El 5 de octubre se conmemoró el 25º aniversario de la primera «revolución de color» del mundo, en Yugoslavia. Una campaña multifacética y generosamente financiada por la CIA, la NED y la USAID explotó a actores de la sociedad civil, en particular a grupos juveniles cercanos a la UE, para derrocar al presidente Slobodan Milosevic. Tal fue el éxito de la operación que funcionarios y medios de comunicación estadounidenses se jactaron abiertamente del papel central de Washington. Incluso se produjo un documental de gran calidad sobre la revuelta titulado, como no podía ser menos «Derrocando a un dictador ». La caída de Milosevic también sirvió de modelo para innumerables «golpes de estado blandos» posteriores, siempre financiados por Occidente, que continúan hasta el día de hoy.
Así fue como, a principios de la década de 2000, los gobiernos poco pro occidentales de toda la antigua esfera soviética fueron derrocados uno a uno mediante estrategias y tácticas idénticas a las empleadas contra Belgrado Una estratagema común consistía en que EEUU financiara, a través de ONG locales, un recuento paralelo de votos para proyectar el resultado de las elecciones con antelación y publicar los datos antes del anuncio oficial. Al igual que en Yugoslavia, las cifras del recuento paralelo de votos que diferían de los resultados oficiales fueron la chispa que encendió la «Revolución de las Rosas» de Georgia en 2003 y la «Revolución Naranja» de Ucrania en 2004
En los años posteriores, numerosos académicos, historiadores y periodistas independientes han escrito sobre esas revoluciones de colores. En cambio, la «Revolución de los Tulipanes» de Kirguistán en 2005 ha pasado prácticamente desapercibida y hoy está en gran parte olvidada. Sin embargo, sus devastadoras consecuencias aún se sienten. Bishkek, que hasta entonces había sido el estado más libre y estable de Asia Central, se vio sumida en una sucesión de crisis tras la revolución de colores, con el colapso de varios gobiernos. Solo en los últimos años, tras otro golpe de Estado anglonorteamericano en 2020, el país ha recuperado su equilibrio económico, político y social.

* [Material]
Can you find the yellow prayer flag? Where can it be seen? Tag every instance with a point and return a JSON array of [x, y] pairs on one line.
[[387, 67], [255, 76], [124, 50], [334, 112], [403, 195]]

* [Tareas propuestas]
(a) Reproduce literalmente el pasaje del texto sobre las revoluciones de colores que comienza en «El 5 de octubre» y termina en «día de hoy.».
(b) Según el texto sobre las revoluciones de colores, ¿qué organismos financiaron la campaña para derrocar a Slobodan Milosevic?
(c) Resume el párrafo del texto sobre las revoluciones de colores que empieza con «En los años posteriores», conservando sus datos principales.

* [Soluciones]
(a)
El 5 de octubre se conmemoró el 25º aniversario de la primera «revolución de color» del mundo, en Yugoslavia. Una campaña multifacética y generosamente financiada por la CIA, la NED y la USAID explotó a actores de la sociedad civil, en particular a grupos juveniles cercanos a la UE, para derrocar al presidente Slobodan Milosevic. Tal fue el éxito de la operación que funcionarios y medios de comunicación estadounidenses se jactaron abiertamente del papel central de Washington. Incluso se produjo un documental de gran calidad sobre la revuelta titulado, como no podía ser menos «Derrocando a un dictador ». La caída de Milosevic también sirvió de modelo para innumerables «golpes de estado blandos» posteriores, siempre financiados por Occidente, que continúan hasta el día de hoy.

(b) La CIA, la NED y la USAID.

(c) Académicos, historiadores y periodistas independientes han escrito mucho sobre las revoluciones de colores anteriores. En cambio, la «Revolución de los Tulipanes» de Kirguistán en 2005 pasó casi desapercibida y hoy está en gran parte olvidada, aunque sus devastadoras consecuencias aún se sienten. El país había sido hasta entonces el más libre y estable de Asia Central. Después de la revolución cayó en una sucesión de crisis, con el colapso de varios gobiernos. Solo en los últimos años, tras otro golpe de Estado anglonorteamericano en 2020, ha recuperado su equilibrio económico, político y social.